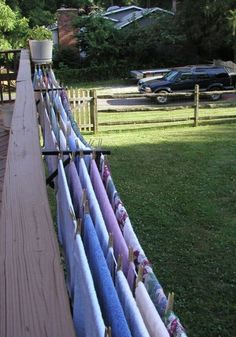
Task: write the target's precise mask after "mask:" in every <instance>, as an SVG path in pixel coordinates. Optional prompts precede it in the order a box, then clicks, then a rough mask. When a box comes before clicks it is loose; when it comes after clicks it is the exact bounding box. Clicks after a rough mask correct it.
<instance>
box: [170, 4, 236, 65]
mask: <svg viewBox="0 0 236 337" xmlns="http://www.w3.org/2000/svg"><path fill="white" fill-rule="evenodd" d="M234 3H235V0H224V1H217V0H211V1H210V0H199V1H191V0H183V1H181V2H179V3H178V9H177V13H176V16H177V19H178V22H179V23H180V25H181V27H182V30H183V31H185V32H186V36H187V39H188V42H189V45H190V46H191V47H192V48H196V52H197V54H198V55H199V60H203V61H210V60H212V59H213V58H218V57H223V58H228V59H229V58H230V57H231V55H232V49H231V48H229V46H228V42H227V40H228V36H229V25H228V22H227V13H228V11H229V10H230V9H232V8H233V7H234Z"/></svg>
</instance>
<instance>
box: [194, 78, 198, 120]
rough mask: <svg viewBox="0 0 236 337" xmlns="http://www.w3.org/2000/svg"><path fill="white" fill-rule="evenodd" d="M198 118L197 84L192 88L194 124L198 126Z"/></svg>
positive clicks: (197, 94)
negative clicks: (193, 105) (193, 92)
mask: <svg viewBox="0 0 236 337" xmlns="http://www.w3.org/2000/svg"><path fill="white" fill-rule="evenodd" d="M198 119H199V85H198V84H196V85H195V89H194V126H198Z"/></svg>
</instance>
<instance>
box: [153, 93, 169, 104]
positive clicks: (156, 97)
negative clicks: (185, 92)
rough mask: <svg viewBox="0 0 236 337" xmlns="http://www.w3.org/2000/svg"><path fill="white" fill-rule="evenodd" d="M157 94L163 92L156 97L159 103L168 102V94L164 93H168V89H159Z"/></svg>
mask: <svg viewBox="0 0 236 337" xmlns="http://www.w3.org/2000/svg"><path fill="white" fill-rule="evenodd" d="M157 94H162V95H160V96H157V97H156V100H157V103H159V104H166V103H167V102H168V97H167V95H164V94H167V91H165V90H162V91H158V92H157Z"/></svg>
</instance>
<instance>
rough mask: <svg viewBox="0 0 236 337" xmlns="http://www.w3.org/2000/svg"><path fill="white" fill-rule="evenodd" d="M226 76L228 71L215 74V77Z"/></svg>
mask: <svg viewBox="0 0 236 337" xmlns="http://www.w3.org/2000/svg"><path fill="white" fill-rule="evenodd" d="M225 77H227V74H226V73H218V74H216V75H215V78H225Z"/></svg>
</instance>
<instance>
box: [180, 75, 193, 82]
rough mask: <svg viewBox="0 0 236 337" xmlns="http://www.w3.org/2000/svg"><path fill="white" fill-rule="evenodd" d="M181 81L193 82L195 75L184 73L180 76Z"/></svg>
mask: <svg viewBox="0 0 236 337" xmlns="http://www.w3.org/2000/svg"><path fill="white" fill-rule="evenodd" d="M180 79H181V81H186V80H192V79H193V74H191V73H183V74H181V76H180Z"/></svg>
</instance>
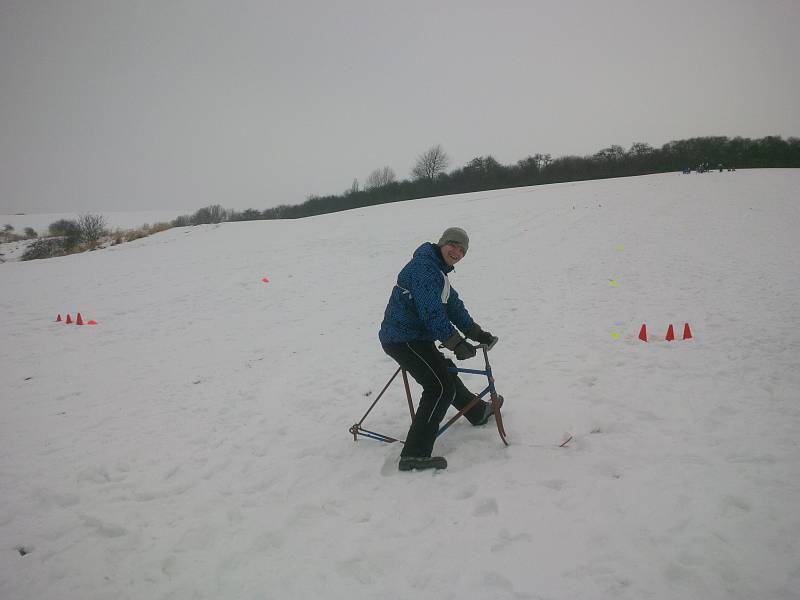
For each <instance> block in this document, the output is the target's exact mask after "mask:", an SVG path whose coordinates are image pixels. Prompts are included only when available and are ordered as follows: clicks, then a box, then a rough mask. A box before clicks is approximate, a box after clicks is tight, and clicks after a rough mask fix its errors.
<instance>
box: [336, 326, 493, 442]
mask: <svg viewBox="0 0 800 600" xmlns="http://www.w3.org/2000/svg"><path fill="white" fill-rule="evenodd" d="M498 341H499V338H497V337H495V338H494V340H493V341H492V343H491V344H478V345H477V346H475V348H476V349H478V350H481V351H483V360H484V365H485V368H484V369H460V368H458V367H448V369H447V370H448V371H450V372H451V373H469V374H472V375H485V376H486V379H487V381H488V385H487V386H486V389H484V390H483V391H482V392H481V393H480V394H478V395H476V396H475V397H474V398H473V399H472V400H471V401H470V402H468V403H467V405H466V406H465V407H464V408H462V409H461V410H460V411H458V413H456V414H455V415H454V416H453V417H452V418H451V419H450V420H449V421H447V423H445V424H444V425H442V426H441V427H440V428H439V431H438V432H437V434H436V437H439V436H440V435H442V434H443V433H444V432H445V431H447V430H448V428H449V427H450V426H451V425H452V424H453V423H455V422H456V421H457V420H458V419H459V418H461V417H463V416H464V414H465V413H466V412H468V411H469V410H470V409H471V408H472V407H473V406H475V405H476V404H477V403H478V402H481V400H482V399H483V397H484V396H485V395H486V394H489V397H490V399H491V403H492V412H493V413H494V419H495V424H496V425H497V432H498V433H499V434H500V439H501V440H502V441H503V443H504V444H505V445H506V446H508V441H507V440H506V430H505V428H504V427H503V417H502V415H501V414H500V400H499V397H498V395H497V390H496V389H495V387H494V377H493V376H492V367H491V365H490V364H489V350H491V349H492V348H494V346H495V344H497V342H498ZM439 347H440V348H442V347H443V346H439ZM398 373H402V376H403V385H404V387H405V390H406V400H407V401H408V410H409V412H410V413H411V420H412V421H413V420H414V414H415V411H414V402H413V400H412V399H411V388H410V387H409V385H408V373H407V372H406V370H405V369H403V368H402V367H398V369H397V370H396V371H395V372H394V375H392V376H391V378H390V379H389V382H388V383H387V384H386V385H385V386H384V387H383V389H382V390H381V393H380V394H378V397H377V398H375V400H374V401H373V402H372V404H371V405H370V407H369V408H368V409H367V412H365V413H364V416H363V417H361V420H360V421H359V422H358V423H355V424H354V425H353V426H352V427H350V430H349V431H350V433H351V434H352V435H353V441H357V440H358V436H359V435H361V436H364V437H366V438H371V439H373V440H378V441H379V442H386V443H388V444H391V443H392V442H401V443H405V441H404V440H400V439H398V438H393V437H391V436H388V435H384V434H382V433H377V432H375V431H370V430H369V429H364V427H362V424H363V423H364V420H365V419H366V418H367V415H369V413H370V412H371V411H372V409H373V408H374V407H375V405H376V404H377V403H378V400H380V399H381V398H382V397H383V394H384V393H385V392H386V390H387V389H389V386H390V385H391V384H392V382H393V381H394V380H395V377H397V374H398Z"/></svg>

================

Your instructions: Each entry shown above must be quoted exactly, with its pictures left out.

Expected output:
Task: write the target's precise mask after "mask:" in every <instance>, as an SVG path in pixel coordinates. Optional prompts precede it in the order a box, then clicks, then a rough mask. When a box comes before clicks it is loose; when it comes after clicks it is the exact bounding box. Clicks after a rough mask correct it.
<instance>
box: [170, 4, 236, 65]
mask: <svg viewBox="0 0 236 337" xmlns="http://www.w3.org/2000/svg"><path fill="white" fill-rule="evenodd" d="M234 3H235V0H224V1H217V0H211V1H210V0H199V1H191V0H183V1H181V2H179V3H178V9H177V13H176V16H177V19H178V22H179V23H180V25H181V27H182V30H183V31H185V32H186V36H187V39H188V42H189V45H190V46H191V47H192V48H196V52H197V54H198V55H199V60H203V61H210V60H212V59H213V58H218V57H223V58H228V59H229V58H230V57H231V55H232V49H231V48H229V46H228V42H227V40H228V36H229V25H228V22H227V13H228V11H229V10H230V9H232V8H233V7H234Z"/></svg>
</instance>
<instance>
box: [194, 78, 198, 120]
rough mask: <svg viewBox="0 0 236 337" xmlns="http://www.w3.org/2000/svg"><path fill="white" fill-rule="evenodd" d="M198 118L197 84L192 88L194 124L198 126Z"/></svg>
positive clicks: (197, 94)
negative clicks: (193, 105) (193, 92)
mask: <svg viewBox="0 0 236 337" xmlns="http://www.w3.org/2000/svg"><path fill="white" fill-rule="evenodd" d="M198 119H199V85H198V84H196V85H195V89H194V126H198Z"/></svg>
</instance>
<instance>
box: [153, 93, 169, 104]
positive clicks: (156, 97)
negative clicks: (185, 92)
rough mask: <svg viewBox="0 0 236 337" xmlns="http://www.w3.org/2000/svg"><path fill="white" fill-rule="evenodd" d="M157 94L163 92L156 97L159 103L168 102V94L164 93H168V89H159Z"/></svg>
mask: <svg viewBox="0 0 236 337" xmlns="http://www.w3.org/2000/svg"><path fill="white" fill-rule="evenodd" d="M157 94H162V95H160V96H157V97H156V100H157V103H159V104H166V103H167V102H168V97H167V95H164V94H167V91H165V90H162V91H158V92H157Z"/></svg>
</instance>
<instance>
rough mask: <svg viewBox="0 0 236 337" xmlns="http://www.w3.org/2000/svg"><path fill="white" fill-rule="evenodd" d="M226 76L228 71L215 74V77Z"/></svg>
mask: <svg viewBox="0 0 236 337" xmlns="http://www.w3.org/2000/svg"><path fill="white" fill-rule="evenodd" d="M225 77H227V74H226V73H218V74H216V75H215V78H225Z"/></svg>
</instance>
<instance>
box: [180, 75, 193, 82]
rough mask: <svg viewBox="0 0 236 337" xmlns="http://www.w3.org/2000/svg"><path fill="white" fill-rule="evenodd" d="M181 81L193 82L195 75L184 73L180 76Z"/></svg>
mask: <svg viewBox="0 0 236 337" xmlns="http://www.w3.org/2000/svg"><path fill="white" fill-rule="evenodd" d="M180 79H181V81H186V80H192V79H193V74H191V73H183V74H181V76H180Z"/></svg>
</instance>
For each <instance> block in this document, the output is the target's exact mask after "mask:", an SVG path whose coordinates are image pixels. Prompts are included only when available and are ordered as follows: clicks, then a box, then a rough mask. A box before clicks is approximate, a box after clicks is tight, and clicks after a rough mask fix its errors.
<instance>
box: [336, 326, 493, 442]
mask: <svg viewBox="0 0 800 600" xmlns="http://www.w3.org/2000/svg"><path fill="white" fill-rule="evenodd" d="M498 341H499V338H497V337H495V338H494V340H493V341H492V343H491V344H478V345H477V346H475V348H476V349H478V350H481V351H483V360H484V365H485V368H484V369H460V368H458V367H448V369H447V370H448V371H450V372H451V373H469V374H472V375H485V376H486V379H487V381H488V385H487V386H486V389H484V390H483V391H482V392H481V393H480V394H478V395H476V396H475V397H474V398H473V399H472V400H471V401H470V402H468V403H467V405H466V406H465V407H464V408H462V409H461V410H460V411H458V413H456V414H455V415H454V416H453V417H452V418H451V419H450V420H449V421H447V423H445V424H444V425H442V426H441V427H440V428H439V431H438V432H437V434H436V437H439V436H440V435H442V434H443V433H444V432H445V431H447V430H448V428H449V427H450V426H451V425H452V424H453V423H455V422H456V421H457V420H458V419H459V418H461V417H463V416H464V414H465V413H466V412H468V411H469V410H470V409H471V408H472V407H473V406H475V405H476V404H477V403H478V402H481V400H482V399H483V397H484V396H485V395H486V394H489V397H490V399H491V403H492V412H493V413H494V419H495V424H496V425H497V432H498V433H499V434H500V439H501V440H502V441H503V443H504V444H505V445H506V446H508V441H507V440H506V430H505V428H504V427H503V417H502V415H501V414H500V400H499V397H498V395H497V390H496V389H495V387H494V377H493V376H492V367H491V365H490V364H489V350H491V349H492V348H494V346H495V344H497V342H498ZM439 347H440V348H442V347H443V346H439ZM398 373H402V376H403V385H404V387H405V390H406V400H407V401H408V410H409V412H410V413H411V420H412V421H413V420H414V414H415V411H414V402H413V400H412V399H411V388H410V387H409V385H408V373H407V372H406V370H405V369H403V368H402V367H398V369H397V370H396V371H395V372H394V375H392V376H391V378H390V379H389V382H388V383H387V384H386V385H385V386H384V387H383V389H382V390H381V393H380V394H378V397H377V398H375V400H374V401H373V402H372V404H371V405H370V407H369V408H368V409H367V412H365V413H364V416H363V417H361V420H360V421H359V422H358V423H355V424H354V425H353V426H352V427H350V430H349V431H350V433H351V434H352V435H353V441H357V440H358V436H359V435H361V436H364V437H366V438H371V439H373V440H378V441H379V442H386V443H388V444H391V443H392V442H401V443H405V441H404V440H400V439H398V438H393V437H391V436H388V435H384V434H382V433H377V432H375V431H370V430H369V429H364V427H362V424H363V423H364V420H365V419H366V418H367V415H369V413H370V412H371V411H372V409H373V408H374V407H375V405H376V404H377V403H378V400H380V399H381V398H382V397H383V394H384V393H385V392H386V390H387V389H389V386H390V385H391V384H392V382H393V381H394V380H395V377H397V374H398Z"/></svg>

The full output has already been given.